- Task brief -
Would you show every line from the records that holds "hanging"?

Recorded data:
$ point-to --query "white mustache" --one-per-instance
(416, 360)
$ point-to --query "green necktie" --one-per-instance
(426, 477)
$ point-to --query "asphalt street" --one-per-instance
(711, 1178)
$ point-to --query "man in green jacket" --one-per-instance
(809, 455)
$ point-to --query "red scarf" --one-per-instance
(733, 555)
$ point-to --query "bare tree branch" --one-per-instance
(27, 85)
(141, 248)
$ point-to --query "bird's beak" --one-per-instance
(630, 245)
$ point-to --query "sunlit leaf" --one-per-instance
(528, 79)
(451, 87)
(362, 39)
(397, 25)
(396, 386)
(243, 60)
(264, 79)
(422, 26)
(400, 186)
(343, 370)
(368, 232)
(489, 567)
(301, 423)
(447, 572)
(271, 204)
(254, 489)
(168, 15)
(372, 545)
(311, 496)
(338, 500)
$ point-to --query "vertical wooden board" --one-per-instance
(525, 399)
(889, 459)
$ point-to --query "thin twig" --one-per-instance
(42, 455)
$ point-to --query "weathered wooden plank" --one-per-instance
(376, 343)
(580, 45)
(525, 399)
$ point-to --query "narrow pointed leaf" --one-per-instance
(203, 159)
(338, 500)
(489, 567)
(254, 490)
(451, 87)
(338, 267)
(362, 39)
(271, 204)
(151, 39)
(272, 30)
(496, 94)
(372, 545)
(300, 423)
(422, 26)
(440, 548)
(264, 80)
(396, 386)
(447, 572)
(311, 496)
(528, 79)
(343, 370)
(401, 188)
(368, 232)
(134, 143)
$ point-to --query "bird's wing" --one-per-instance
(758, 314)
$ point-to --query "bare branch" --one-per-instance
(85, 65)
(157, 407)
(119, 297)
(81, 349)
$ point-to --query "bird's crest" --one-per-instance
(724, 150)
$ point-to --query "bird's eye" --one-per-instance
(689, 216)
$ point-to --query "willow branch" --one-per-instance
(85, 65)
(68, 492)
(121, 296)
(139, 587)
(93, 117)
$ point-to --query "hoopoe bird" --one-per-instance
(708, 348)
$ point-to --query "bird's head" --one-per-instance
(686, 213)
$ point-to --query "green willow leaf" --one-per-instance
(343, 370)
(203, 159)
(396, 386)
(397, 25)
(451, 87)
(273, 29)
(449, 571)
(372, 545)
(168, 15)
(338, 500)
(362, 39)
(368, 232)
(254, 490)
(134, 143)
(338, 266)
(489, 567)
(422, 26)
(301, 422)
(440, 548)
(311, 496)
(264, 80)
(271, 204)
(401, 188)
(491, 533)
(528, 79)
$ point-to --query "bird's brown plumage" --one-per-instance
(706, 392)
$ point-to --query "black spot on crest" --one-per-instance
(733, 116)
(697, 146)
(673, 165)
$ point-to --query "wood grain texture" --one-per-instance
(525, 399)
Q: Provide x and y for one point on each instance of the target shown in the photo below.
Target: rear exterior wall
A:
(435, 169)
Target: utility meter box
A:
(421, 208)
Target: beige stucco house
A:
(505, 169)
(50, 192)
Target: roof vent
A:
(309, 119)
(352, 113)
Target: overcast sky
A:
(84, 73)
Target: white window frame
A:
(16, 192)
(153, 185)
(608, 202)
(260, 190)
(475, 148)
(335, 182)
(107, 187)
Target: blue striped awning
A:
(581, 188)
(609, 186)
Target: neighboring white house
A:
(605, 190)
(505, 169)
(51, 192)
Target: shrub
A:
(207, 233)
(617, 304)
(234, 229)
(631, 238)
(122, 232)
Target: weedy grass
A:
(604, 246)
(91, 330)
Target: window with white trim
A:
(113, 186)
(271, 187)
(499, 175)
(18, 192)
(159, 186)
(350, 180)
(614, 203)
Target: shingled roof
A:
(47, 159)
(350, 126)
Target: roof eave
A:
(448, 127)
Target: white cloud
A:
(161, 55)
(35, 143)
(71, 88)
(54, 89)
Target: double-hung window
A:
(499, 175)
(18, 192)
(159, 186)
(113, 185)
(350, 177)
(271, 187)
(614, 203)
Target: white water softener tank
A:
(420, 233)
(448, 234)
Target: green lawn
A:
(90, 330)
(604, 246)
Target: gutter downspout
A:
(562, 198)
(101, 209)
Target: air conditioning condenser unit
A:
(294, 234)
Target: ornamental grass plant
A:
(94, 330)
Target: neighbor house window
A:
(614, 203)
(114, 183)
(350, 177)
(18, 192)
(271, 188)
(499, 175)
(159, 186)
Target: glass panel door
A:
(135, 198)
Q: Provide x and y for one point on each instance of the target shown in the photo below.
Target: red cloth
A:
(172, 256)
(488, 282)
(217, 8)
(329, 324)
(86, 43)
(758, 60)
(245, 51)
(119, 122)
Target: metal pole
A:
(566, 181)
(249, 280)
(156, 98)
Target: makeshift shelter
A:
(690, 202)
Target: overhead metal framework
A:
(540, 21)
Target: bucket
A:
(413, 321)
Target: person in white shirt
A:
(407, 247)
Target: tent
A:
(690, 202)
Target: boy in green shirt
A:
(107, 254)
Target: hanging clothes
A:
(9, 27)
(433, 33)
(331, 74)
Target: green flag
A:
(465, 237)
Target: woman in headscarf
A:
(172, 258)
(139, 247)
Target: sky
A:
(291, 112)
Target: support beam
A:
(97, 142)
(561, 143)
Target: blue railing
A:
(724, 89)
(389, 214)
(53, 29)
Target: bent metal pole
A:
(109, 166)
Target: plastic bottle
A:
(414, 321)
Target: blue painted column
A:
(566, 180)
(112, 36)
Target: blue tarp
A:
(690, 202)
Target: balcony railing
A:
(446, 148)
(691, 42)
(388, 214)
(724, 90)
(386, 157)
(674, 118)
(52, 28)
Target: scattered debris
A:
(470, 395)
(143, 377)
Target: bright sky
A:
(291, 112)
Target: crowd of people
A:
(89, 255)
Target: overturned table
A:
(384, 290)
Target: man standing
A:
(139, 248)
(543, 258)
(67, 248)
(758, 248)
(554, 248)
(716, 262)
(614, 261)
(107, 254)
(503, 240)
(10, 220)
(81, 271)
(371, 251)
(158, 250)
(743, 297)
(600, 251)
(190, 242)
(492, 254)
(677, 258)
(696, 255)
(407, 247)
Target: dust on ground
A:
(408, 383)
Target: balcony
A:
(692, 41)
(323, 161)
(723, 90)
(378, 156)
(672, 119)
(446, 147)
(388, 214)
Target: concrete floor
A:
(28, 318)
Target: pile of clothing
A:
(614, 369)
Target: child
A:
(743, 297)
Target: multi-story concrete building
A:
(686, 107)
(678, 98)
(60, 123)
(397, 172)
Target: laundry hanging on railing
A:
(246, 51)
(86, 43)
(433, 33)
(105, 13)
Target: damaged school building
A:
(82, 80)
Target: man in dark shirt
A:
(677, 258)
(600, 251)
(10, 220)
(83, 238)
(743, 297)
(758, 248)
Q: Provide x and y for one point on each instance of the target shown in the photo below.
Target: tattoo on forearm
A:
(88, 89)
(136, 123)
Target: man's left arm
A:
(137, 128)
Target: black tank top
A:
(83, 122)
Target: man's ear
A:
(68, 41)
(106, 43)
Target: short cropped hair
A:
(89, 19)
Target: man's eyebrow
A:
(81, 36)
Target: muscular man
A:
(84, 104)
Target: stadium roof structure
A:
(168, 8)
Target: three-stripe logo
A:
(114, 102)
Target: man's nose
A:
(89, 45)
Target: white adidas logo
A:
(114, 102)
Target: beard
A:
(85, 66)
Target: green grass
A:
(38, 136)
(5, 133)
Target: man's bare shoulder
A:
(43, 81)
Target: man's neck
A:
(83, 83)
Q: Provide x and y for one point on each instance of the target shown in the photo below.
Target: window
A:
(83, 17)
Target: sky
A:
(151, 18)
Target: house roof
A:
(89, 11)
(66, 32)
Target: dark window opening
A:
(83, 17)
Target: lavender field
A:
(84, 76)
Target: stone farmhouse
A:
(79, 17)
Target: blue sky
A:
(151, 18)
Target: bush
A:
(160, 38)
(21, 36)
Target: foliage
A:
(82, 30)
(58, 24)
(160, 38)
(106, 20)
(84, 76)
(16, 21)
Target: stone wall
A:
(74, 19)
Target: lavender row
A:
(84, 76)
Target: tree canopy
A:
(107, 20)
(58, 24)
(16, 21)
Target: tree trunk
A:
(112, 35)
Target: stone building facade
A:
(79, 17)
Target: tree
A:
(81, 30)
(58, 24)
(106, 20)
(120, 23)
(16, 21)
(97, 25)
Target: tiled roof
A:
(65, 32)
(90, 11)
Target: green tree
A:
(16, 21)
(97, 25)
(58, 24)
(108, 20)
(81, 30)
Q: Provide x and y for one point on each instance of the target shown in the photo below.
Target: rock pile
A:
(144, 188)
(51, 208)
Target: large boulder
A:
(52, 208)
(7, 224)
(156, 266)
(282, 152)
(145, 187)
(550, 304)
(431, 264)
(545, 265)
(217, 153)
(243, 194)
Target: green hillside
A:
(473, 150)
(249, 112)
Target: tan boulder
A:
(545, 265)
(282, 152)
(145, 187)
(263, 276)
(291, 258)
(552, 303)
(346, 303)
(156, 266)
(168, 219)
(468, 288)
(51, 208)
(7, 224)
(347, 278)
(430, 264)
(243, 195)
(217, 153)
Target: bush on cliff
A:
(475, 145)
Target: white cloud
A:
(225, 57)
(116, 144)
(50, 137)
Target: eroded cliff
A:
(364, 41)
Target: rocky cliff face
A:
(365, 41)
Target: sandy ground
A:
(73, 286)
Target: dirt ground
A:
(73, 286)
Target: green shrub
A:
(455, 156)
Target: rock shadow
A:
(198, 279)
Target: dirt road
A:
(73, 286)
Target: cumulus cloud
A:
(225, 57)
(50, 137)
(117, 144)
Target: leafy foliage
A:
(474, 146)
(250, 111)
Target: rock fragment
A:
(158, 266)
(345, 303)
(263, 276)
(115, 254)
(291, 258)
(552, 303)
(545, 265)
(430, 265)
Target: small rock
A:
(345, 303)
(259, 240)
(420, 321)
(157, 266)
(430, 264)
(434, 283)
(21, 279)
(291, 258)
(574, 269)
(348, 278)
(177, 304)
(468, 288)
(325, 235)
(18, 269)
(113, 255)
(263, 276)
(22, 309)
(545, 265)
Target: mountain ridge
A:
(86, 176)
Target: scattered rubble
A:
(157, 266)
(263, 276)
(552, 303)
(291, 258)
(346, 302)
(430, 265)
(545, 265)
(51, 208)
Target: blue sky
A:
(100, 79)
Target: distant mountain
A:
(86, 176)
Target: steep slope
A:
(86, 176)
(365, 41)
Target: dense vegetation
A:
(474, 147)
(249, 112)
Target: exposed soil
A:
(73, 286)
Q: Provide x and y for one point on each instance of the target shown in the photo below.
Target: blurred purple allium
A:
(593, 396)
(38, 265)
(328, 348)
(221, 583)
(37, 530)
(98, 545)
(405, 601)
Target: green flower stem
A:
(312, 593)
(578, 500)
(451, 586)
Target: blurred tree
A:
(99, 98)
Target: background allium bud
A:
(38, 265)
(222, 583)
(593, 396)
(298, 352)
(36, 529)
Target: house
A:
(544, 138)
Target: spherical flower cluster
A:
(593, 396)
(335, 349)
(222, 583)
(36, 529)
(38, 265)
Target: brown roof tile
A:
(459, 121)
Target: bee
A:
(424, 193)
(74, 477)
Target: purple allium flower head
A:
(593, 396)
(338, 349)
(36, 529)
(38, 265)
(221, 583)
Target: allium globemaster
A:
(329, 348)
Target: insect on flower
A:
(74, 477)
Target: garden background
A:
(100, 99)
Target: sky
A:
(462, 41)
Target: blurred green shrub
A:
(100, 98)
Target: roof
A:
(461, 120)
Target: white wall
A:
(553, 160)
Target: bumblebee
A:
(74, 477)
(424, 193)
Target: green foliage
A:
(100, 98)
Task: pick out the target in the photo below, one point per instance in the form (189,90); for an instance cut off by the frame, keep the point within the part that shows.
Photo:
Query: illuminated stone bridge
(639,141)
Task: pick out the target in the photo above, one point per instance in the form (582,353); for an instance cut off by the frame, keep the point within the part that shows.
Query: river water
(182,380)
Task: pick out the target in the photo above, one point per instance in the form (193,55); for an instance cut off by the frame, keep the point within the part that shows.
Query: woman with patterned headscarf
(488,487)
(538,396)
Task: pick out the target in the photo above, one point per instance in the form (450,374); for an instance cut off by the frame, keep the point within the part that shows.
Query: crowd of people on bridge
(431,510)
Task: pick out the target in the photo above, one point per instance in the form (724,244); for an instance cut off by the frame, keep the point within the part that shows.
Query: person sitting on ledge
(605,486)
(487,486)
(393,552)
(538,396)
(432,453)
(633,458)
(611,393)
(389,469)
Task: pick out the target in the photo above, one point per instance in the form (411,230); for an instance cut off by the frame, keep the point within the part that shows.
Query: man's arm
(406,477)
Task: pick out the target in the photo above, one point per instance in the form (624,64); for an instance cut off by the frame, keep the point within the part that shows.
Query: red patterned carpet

- Solution for this problem -
Target: hanging clothes
Target: laundry hanging on railing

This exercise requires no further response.